(Excerpted data)
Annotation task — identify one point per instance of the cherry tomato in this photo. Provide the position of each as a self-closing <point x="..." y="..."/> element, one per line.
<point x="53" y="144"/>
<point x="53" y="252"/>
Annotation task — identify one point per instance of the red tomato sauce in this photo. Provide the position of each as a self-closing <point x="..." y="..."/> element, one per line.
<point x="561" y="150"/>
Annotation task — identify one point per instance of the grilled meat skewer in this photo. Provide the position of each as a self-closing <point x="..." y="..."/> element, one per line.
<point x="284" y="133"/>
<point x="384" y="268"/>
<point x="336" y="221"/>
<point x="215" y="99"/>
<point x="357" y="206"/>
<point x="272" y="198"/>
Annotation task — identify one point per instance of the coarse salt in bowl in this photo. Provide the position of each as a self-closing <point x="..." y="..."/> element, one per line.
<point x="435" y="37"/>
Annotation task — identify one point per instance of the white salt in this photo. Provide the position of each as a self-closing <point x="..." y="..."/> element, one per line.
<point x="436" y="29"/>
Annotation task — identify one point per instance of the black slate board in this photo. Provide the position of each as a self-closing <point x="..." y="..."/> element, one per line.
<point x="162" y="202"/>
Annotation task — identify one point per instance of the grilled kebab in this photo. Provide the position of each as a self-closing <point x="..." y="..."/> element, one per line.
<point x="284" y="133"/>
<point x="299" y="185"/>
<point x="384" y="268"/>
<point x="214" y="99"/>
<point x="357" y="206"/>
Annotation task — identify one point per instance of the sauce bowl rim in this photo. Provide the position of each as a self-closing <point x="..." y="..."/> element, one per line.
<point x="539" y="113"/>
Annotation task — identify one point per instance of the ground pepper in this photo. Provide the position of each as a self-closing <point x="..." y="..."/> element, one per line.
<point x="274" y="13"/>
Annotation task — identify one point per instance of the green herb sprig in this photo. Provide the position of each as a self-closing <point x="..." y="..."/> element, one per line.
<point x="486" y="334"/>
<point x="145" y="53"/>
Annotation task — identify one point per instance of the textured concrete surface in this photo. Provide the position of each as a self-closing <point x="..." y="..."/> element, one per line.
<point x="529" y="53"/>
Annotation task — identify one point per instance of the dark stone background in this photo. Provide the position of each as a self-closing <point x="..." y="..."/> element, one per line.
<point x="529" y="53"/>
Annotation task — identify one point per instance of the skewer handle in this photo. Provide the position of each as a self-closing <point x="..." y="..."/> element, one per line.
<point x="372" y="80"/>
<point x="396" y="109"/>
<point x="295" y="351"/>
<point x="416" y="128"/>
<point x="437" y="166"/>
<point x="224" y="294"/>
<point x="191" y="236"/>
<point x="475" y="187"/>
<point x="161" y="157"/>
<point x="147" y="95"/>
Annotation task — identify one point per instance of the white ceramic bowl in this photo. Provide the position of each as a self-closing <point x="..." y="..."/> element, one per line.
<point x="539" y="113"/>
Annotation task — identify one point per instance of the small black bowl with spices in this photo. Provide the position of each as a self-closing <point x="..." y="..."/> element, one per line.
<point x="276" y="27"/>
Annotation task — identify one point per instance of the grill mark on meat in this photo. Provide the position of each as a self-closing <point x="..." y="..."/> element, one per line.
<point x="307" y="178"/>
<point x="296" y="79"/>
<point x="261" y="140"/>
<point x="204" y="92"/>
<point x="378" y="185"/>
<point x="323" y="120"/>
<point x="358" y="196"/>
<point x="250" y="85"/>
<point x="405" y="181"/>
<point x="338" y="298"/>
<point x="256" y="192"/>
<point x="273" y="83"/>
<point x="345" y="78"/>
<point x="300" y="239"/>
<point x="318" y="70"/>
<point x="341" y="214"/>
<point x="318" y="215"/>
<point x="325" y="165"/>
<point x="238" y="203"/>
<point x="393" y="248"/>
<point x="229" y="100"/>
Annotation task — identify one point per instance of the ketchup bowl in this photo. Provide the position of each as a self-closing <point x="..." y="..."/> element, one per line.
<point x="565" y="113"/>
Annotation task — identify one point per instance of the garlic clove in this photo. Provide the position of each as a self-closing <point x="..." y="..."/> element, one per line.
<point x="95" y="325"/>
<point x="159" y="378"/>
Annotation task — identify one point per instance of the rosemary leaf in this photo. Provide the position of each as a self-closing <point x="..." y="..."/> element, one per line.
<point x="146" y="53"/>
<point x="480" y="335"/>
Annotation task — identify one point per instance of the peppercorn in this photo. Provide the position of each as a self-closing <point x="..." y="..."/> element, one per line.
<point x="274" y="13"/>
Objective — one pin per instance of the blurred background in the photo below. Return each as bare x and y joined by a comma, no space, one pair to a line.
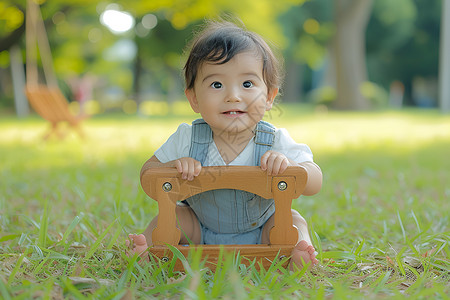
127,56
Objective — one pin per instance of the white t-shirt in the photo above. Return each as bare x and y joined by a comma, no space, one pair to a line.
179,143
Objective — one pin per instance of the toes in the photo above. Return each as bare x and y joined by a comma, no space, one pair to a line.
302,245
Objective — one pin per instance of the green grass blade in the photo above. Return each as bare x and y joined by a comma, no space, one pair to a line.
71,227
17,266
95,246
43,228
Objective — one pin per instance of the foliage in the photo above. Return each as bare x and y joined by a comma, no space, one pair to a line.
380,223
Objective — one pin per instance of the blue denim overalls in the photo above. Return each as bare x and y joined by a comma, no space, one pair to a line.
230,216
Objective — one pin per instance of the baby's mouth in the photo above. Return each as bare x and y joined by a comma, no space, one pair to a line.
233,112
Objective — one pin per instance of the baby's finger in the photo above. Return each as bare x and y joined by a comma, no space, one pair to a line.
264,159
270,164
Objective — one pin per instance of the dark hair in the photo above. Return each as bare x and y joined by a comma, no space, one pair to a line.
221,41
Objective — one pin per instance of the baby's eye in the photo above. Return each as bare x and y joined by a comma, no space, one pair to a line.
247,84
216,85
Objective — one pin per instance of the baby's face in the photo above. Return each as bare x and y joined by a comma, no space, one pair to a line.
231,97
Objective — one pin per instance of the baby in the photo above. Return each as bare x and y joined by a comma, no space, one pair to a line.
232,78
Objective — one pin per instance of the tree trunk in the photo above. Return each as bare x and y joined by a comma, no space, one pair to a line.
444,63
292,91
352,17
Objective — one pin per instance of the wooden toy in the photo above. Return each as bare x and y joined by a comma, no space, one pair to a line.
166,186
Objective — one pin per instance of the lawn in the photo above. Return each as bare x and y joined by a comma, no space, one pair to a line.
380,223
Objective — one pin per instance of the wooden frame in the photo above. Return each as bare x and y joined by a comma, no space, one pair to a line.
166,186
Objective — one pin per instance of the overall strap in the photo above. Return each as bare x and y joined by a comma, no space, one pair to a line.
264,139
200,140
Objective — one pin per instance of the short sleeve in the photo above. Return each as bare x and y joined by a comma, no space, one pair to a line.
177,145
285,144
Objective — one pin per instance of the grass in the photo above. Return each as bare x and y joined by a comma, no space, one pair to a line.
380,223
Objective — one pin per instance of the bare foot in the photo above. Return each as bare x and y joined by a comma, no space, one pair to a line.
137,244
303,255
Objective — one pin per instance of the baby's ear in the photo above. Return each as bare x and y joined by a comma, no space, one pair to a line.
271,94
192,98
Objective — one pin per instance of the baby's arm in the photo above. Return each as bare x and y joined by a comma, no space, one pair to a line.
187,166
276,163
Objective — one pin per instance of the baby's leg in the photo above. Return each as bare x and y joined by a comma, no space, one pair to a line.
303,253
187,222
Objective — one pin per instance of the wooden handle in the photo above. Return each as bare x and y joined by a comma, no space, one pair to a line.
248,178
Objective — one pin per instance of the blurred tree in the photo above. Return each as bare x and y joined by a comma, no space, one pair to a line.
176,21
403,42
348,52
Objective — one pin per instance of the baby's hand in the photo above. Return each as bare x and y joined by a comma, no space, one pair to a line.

(Your objective) When restating the records word for word, omit any picture they contain.

(Answer section)
Annotation task — identify one point per instance of the cherry tomato in this photo. Provide the position of each as a self-closing <point x="..." y="..."/> element, one per line.
<point x="53" y="144"/>
<point x="53" y="252"/>
Annotation task — identify one point per instance of the red tomato sauce in this photo. Provide the position of each as a self-closing <point x="..." y="..."/> element, one per line.
<point x="561" y="150"/>
Annotation task — identify one point per instance of the grilled meat skewer in this photo. Provide the position of each as a self-closing <point x="..." y="..."/> element, one per line.
<point x="284" y="133"/>
<point x="384" y="268"/>
<point x="336" y="221"/>
<point x="215" y="99"/>
<point x="357" y="206"/>
<point x="272" y="198"/>
Annotation task — identify one point per instance of the coarse salt in bowl in this photo. Provide the position of each as a self-closing <point x="..." y="..."/> element, one per line.
<point x="435" y="37"/>
Annotation task — identify one point per instance of the white salt in this photo. Provide the position of each as a self-closing <point x="..." y="..."/> element, one per line.
<point x="436" y="29"/>
Annotation task — identify one point per instance of the black slate board in this photo. Provide the position of each as a self-closing <point x="..." y="..."/> element, one per line.
<point x="162" y="202"/>
Annotation task — identify one point per instance of the grilled kebab in this photo. Provide the position of each as a self-closing <point x="..." y="..."/> element, one per line.
<point x="284" y="133"/>
<point x="299" y="185"/>
<point x="384" y="268"/>
<point x="214" y="99"/>
<point x="357" y="206"/>
Annotation task — identify one point per instance of the sauce bowl rim in this photo. Provide the position of each as a self-closing <point x="..." y="..."/> element, one per line.
<point x="539" y="113"/>
Annotation task — identify one point per instance of the ground pepper in this photo. Provide the position of each as a self-closing <point x="..." y="..."/> element, one per line.
<point x="274" y="13"/>
Annotation task — identify one point per instance of the green herb sprig in this photo. Provide the position of each as a self-closing <point x="..." y="..."/> element, one per line.
<point x="486" y="334"/>
<point x="145" y="53"/>
Annotation task — identify one point per instance of the textured concrete surface in this photo. Provide the position of each as a self-closing <point x="..." y="..."/> element, one per line.
<point x="529" y="53"/>
Annotation task — identify one point per instance of the dark stone background in this photo. Provide the position of each as a self-closing <point x="..." y="..."/> element, one per line.
<point x="529" y="53"/>
Annotation task — identify one point per instance of the skewer handle in this photo. Provide the position of each as a self-closing <point x="..." y="..."/> element, one per line.
<point x="372" y="80"/>
<point x="396" y="109"/>
<point x="295" y="351"/>
<point x="416" y="128"/>
<point x="437" y="166"/>
<point x="224" y="294"/>
<point x="191" y="236"/>
<point x="475" y="187"/>
<point x="161" y="157"/>
<point x="147" y="95"/>
Annotation task — identify one point per instance of the white ceramic bowl in this photo. Provide the position of each as a self-closing <point x="..." y="..."/> element, one per line.
<point x="539" y="113"/>
Annotation task — identify one point per instance of the small black bowl with spices in this photo. Provide the position of each as a self-closing <point x="..." y="..."/> element, one per line.
<point x="276" y="27"/>
Annotation task — identify one point per instance of the grill mark on meat in this photo. Provide the position of each as a self-closing <point x="..." y="..."/> element, one per line.
<point x="307" y="178"/>
<point x="296" y="79"/>
<point x="261" y="140"/>
<point x="204" y="92"/>
<point x="378" y="185"/>
<point x="323" y="120"/>
<point x="358" y="196"/>
<point x="250" y="85"/>
<point x="405" y="181"/>
<point x="338" y="298"/>
<point x="256" y="192"/>
<point x="273" y="83"/>
<point x="345" y="78"/>
<point x="300" y="239"/>
<point x="318" y="70"/>
<point x="341" y="214"/>
<point x="318" y="215"/>
<point x="325" y="165"/>
<point x="238" y="203"/>
<point x="393" y="248"/>
<point x="229" y="100"/>
Annotation task — identify one point per instance of the ketchup bowl in this photo. Provide the position of each as a self-closing <point x="..." y="..."/> element, one per line.
<point x="565" y="113"/>
Annotation task — identify one point per instance of the garlic clove in this photo. Provide the position of each as a self-closing <point x="..." y="..."/> element, one per line.
<point x="95" y="325"/>
<point x="159" y="378"/>
Annotation task — identify one point per instance of the rosemary leaf in this photo. Provide the position of each as a self-closing <point x="..." y="..."/> element, one per line.
<point x="146" y="53"/>
<point x="480" y="335"/>
Annotation task — identify one point per instance of the peppercorn in this photo. Provide the position of each as a self-closing <point x="..." y="..."/> element, one per line.
<point x="274" y="13"/>
Objective — one pin per instance of the blurred background in the photo below. Return each as bare x and y joined by a comma, no space, one pair to a line.
127,56
Objective — one pin per instance of the white t-shirt in the photo above. Return each as bare x and y joined by a comma, no space, one pair to a line.
179,143
Objective — one pin per instance of the toes in the photo above. Return each as bare x and y joined by a comma, no space, one pair to a line.
302,245
Objective — one pin per instance of the green grass blade in the photo above. Return each as bare x and y joined by a comma, no space, one pair to a line.
71,227
17,266
95,246
43,228
Objective — one pin per instance of the foliage in the photo above. Return each as bare x and y joined by a comma, no space, one pair to a line.
380,223
Objective — one pin per instance of the blue denim overalls in the photo above. Return each as bare x and y joined by a comma, no space, one pair to a line.
230,216
Objective — one pin per instance of the baby's mouth in the photo above. Return each as bare x and y joined by a comma, no space, one pair to a line.
233,112
Objective — one pin per instance of the baby's finger in the photo above. Return each as bare x and y joined by a comma, no space, one pair to a line.
264,159
270,164
Objective — one pin per instance of the dark hair in the photo above. Return each as bare x and y joined by a comma, no space, one pair to a line.
221,41
Objective — one pin per instance of the baby's eye in the photo above. Return each as bare x and y joined by a comma, no space, one pair to a line.
247,84
216,85
Objective — one pin per instance of the baby's face in the photo above. Return each as bare x and y joined by a comma, no space, one pair to a line.
231,97
Objective — one pin per instance of the baby in the photo above. Return each as bare x and y joined by a comma, no space, one pair to a line.
232,78
Objective — one pin per instance of the tree trunk in the photo above. Return each as bare x and y joined by a comma, no space, one pair to a line.
444,63
292,91
352,17
Objective — one pin per instance of the wooden toy in the photo above. Return each as bare x and y joined by a comma, no space, one pair to a line.
166,186
Objective — one pin per instance of the lawn in the photo above. Return each as bare x and y joined by a comma, no space, one pair to a line.
380,223
Objective — one pin per instance of the wooden frame in the photo above. Return each as bare x and y joined by a comma, no space, one pair to a line.
166,186
Objective — one pin per instance of the overall strap in the photo above. Return each as bare x and y joined by a comma, no space, one pair to a line.
264,139
200,140
Objective — one pin per instance of the short sleeve in the photo above. Return each as bare x and y joined by a comma, no space, one pair to a line.
177,145
285,144
Objective — one pin per instance of the grass in the photo above. Return each as bare x and y joined by a comma, no space, one pair to a line.
380,223
Objective — one pin per instance of the bare foot in the photo above. Return each as bare x and y joined by a comma, no space, one pair to a line.
137,244
303,255
Objective — one pin per instance of the baby's ear in the photo above. Return each as bare x and y joined by a comma, no space, one pair to a line.
271,94
192,98
Objective — one pin per instance of the baby's arm in the photo above. Return each as bare x and y joined by a comma, no space, one pair to a line.
187,166
276,163
Objective — one pin per instance of the baby's leg in the photo above. Return each as bare x and y joined by a comma, no space, one pair to a line.
303,253
187,222
Objective — one pin per instance of the wooden handle in the photo above. Return each as bare x and y joined by a comma, no space, one pair to a line.
248,178
Objective — one pin per instance of the blurred tree in the photo above. Return each as bare x and y joined by a comma, no space, one pair to a line.
176,21
403,42
348,52
Objective — one pin per instance of the baby's hand in the photo above. Return each as bare x and y joined by a comma, no space, one pair to a line.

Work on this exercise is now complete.